For the audiobook, what are you going to do? You have to represent that somehow. You have to have a way of sort of vocalizing it or, I don't know, making it sonic. So we came up with some solutions for that, and likewise in Sourdough, a huge part of the story was this sort of mysterious music and it came up again and again and again.
At a certain point we realized, we were like, "It's pretty weird for a person to be listening to this and they just keep hearing the music describe." They're like, "Well, okay, why don't you play some?" So I did. I used a little homebrew. I commissioned a really terrific programmer to help me because it was just beyond my grasp, and together we worked on this little homebrew like music model years ago and produced just the weirdest music you have ever heard, and it's great. It's a really cool part of that audiobook.

——

# TASK:
Write what comes next in the passage about the music in the Sourdough audiobook, beginning right after its last sentence. The data that comes next has no connection to the passage above.

——

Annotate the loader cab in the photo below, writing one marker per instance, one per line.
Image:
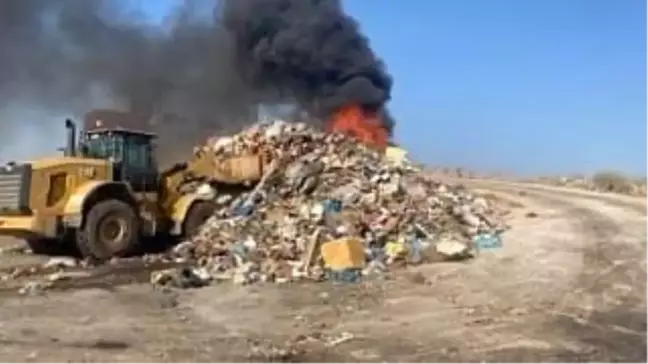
(131, 152)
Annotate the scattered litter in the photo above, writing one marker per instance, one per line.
(488, 241)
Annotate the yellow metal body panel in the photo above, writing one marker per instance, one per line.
(27, 226)
(58, 186)
(179, 209)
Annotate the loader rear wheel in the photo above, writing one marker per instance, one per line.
(111, 229)
(198, 214)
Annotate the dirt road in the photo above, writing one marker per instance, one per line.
(568, 286)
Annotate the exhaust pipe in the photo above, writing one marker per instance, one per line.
(70, 146)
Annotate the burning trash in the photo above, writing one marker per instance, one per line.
(331, 207)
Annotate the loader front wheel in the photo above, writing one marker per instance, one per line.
(198, 214)
(111, 229)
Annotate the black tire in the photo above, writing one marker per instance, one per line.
(198, 213)
(44, 246)
(95, 239)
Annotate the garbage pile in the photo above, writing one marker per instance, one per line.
(328, 207)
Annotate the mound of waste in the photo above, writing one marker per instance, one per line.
(328, 208)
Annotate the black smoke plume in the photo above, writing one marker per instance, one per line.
(209, 64)
(308, 50)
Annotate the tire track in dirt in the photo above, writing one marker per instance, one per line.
(613, 327)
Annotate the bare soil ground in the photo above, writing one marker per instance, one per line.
(569, 286)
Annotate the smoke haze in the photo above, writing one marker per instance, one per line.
(67, 56)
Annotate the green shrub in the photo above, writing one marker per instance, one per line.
(610, 181)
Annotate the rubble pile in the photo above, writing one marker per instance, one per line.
(328, 207)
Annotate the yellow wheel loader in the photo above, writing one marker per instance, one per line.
(106, 195)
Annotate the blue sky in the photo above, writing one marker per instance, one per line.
(534, 86)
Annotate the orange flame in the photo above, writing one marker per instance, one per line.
(357, 122)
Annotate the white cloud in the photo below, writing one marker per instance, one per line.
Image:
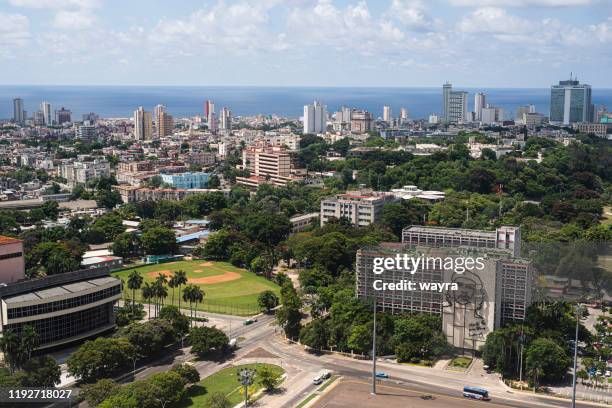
(14, 30)
(56, 4)
(411, 13)
(520, 3)
(494, 20)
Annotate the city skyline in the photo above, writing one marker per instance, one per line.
(305, 43)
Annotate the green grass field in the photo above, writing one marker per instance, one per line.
(224, 381)
(227, 289)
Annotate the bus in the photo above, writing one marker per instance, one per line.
(476, 393)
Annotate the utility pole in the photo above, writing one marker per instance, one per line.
(578, 310)
(246, 379)
(374, 351)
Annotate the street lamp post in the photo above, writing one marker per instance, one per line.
(578, 310)
(246, 379)
(374, 352)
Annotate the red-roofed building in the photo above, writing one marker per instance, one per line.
(12, 266)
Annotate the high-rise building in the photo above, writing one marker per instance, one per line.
(226, 119)
(143, 127)
(387, 117)
(87, 133)
(454, 105)
(570, 102)
(164, 121)
(39, 118)
(315, 118)
(45, 107)
(361, 121)
(403, 116)
(19, 115)
(479, 104)
(63, 116)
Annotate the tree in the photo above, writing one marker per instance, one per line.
(546, 360)
(180, 278)
(159, 241)
(179, 321)
(125, 245)
(40, 371)
(169, 386)
(100, 358)
(99, 391)
(108, 198)
(267, 300)
(218, 400)
(268, 378)
(134, 283)
(206, 340)
(189, 373)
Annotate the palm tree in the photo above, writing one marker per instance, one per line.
(181, 279)
(147, 295)
(134, 283)
(188, 297)
(173, 284)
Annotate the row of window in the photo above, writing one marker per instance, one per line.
(63, 304)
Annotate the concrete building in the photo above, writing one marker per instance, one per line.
(61, 308)
(268, 165)
(187, 180)
(570, 102)
(163, 121)
(361, 208)
(387, 116)
(300, 223)
(143, 124)
(226, 119)
(479, 104)
(12, 266)
(80, 172)
(454, 105)
(63, 116)
(361, 121)
(87, 133)
(493, 291)
(315, 118)
(45, 108)
(19, 115)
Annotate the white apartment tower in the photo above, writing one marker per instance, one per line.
(143, 124)
(45, 108)
(226, 119)
(315, 118)
(454, 105)
(387, 117)
(479, 104)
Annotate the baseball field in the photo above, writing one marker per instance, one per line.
(227, 289)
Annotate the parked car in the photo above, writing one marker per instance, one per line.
(381, 374)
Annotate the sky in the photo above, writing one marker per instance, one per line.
(407, 43)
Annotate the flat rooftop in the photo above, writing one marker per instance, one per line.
(64, 290)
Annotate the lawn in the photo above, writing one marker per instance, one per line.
(461, 362)
(227, 289)
(224, 381)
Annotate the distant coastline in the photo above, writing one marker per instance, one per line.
(185, 101)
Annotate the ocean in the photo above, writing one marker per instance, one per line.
(184, 101)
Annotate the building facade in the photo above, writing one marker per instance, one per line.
(143, 126)
(187, 180)
(496, 292)
(361, 208)
(315, 118)
(571, 102)
(61, 308)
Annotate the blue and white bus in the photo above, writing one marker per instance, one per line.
(476, 393)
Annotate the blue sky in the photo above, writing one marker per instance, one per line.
(472, 43)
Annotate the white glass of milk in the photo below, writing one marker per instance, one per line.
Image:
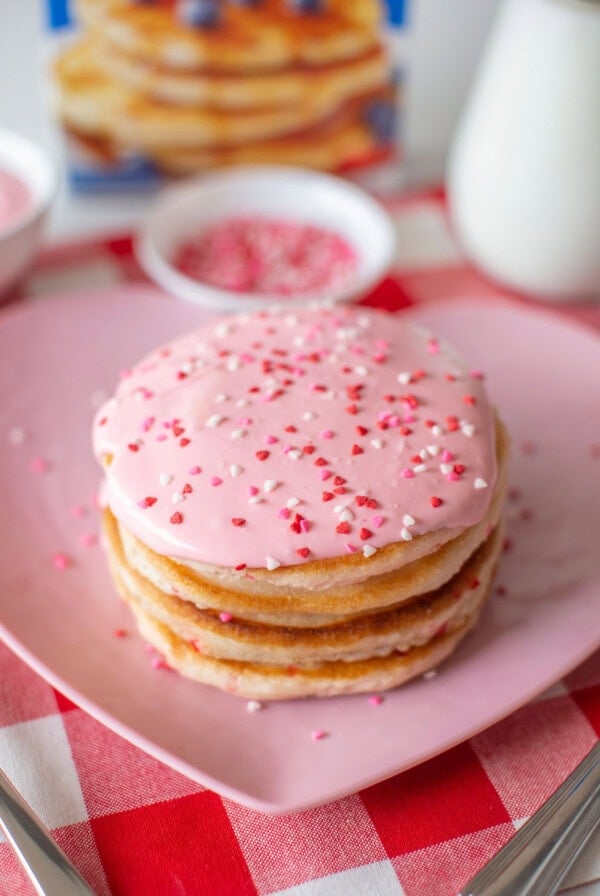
(524, 171)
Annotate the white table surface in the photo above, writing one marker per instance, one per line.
(23, 109)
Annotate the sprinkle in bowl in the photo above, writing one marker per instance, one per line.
(248, 237)
(27, 186)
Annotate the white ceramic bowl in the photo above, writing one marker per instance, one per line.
(20, 242)
(308, 197)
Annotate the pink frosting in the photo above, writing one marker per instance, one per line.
(283, 437)
(15, 199)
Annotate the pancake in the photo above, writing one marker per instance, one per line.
(267, 36)
(263, 682)
(279, 415)
(245, 90)
(327, 147)
(329, 588)
(399, 628)
(93, 102)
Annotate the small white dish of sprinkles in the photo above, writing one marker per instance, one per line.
(247, 238)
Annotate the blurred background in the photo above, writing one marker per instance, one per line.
(434, 46)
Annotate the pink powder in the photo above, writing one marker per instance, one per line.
(268, 256)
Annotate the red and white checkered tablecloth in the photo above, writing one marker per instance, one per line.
(135, 828)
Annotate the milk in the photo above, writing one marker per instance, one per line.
(524, 172)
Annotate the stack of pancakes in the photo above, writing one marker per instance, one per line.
(266, 83)
(322, 619)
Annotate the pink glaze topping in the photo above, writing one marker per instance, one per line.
(261, 405)
(15, 200)
(268, 257)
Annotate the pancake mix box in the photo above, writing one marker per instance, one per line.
(144, 89)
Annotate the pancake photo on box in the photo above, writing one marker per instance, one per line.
(303, 502)
(194, 84)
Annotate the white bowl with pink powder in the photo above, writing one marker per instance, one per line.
(27, 186)
(249, 237)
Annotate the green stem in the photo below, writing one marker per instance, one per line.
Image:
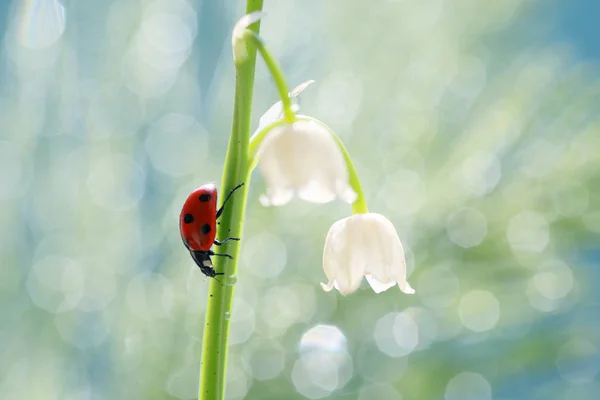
(236, 170)
(276, 72)
(360, 204)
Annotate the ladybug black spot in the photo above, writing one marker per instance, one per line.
(204, 197)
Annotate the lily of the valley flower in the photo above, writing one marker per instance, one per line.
(364, 245)
(302, 159)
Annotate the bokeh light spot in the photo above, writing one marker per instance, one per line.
(468, 386)
(56, 283)
(116, 182)
(177, 145)
(396, 334)
(467, 227)
(438, 287)
(528, 232)
(150, 296)
(479, 310)
(578, 361)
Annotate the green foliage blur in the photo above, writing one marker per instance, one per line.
(475, 134)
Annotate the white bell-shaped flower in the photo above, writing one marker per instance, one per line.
(303, 159)
(364, 245)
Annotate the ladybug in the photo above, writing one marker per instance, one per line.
(197, 224)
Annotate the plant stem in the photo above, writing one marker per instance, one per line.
(236, 170)
(277, 74)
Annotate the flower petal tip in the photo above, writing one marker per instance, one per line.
(406, 288)
(246, 21)
(300, 88)
(327, 287)
(237, 42)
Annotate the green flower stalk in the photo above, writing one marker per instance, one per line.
(298, 156)
(236, 170)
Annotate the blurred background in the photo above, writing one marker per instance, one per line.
(474, 127)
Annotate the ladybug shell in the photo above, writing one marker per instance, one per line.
(197, 221)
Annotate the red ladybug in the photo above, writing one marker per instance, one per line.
(197, 223)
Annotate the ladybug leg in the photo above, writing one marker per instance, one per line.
(225, 241)
(210, 272)
(227, 198)
(212, 253)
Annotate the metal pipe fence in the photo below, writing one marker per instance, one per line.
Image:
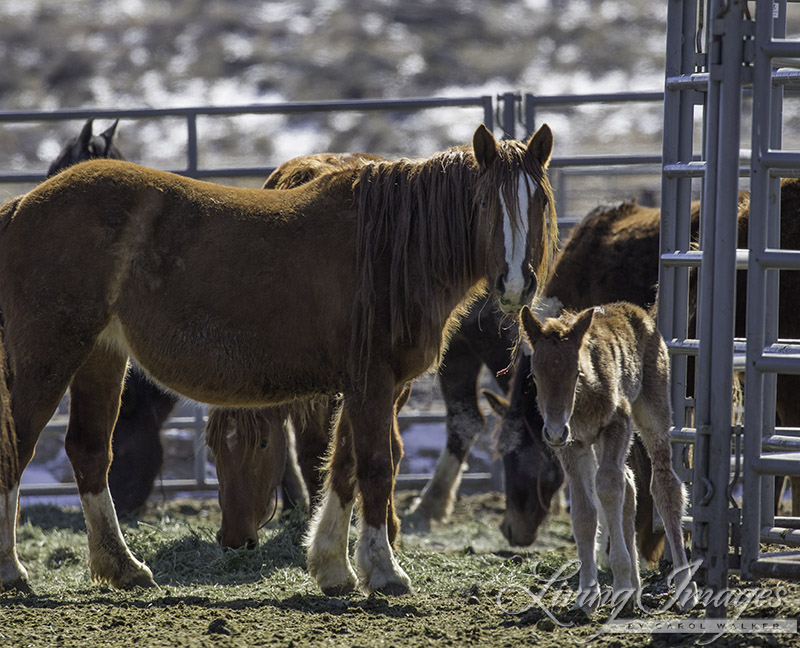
(515, 114)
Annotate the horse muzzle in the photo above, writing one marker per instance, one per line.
(556, 437)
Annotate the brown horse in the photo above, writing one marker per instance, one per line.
(622, 244)
(597, 373)
(611, 255)
(483, 337)
(9, 486)
(248, 298)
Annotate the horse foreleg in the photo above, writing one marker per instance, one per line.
(580, 467)
(458, 376)
(372, 417)
(94, 402)
(612, 448)
(670, 499)
(327, 552)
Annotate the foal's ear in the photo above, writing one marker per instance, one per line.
(531, 326)
(540, 146)
(498, 404)
(484, 146)
(108, 136)
(81, 145)
(581, 325)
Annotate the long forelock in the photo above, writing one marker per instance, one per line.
(514, 165)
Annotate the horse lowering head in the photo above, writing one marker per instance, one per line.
(555, 368)
(87, 147)
(533, 476)
(514, 183)
(250, 448)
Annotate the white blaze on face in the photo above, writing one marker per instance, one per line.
(516, 246)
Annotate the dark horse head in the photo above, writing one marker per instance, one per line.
(532, 473)
(87, 147)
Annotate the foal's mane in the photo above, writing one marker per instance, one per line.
(412, 211)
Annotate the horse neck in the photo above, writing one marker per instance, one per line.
(417, 225)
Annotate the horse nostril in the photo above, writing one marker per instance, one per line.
(530, 285)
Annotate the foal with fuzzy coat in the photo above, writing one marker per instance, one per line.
(598, 373)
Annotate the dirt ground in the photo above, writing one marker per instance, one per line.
(471, 589)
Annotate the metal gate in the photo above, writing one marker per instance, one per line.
(717, 54)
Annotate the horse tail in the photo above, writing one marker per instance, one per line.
(9, 460)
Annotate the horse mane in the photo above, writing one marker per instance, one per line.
(412, 211)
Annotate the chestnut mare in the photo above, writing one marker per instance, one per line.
(598, 372)
(483, 337)
(349, 285)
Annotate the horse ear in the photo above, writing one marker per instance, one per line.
(582, 325)
(540, 146)
(531, 326)
(108, 136)
(498, 404)
(81, 145)
(484, 146)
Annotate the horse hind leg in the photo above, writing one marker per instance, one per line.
(94, 403)
(458, 378)
(327, 539)
(372, 415)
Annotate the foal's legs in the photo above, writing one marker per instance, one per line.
(327, 551)
(612, 448)
(94, 402)
(668, 493)
(580, 466)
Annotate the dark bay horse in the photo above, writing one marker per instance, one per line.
(613, 255)
(248, 298)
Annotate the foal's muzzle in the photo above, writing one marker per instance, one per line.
(556, 438)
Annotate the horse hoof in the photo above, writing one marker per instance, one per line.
(338, 590)
(20, 586)
(142, 580)
(395, 589)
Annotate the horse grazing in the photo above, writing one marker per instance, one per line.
(248, 298)
(600, 373)
(611, 255)
(251, 450)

——

# FINAL ANSWER:
The goal always is ... I think it's interesting. You want to, in this kind of stuff, you want to obviously to have that plausibility, that suspension of disbelief and fit contextually into the world. You do also just want it to be super cool. This is a completely base objective of any kind of creative work. You're like, "Yeah, yeah, yeah, okay. It makes sense. It fits with the story. Also, it's awesome." So I tried to make something that I thought looked and just seemed cool and, I don't know, made you feel like you're reading the right book.

Samuel Arbesman:
That might be a great place to end. This is fantastic.

Robin Sloan:
So fun.

Samuel Arbesman:
Thank you, Robin Sloan, author of the new book, Moonbound. Yeah, this is amazing. Thank you. This is fantastic.

Robin Sloan:
Thank you. This is wonderful, Sam. This is wonderful conversation and I really appreciate it.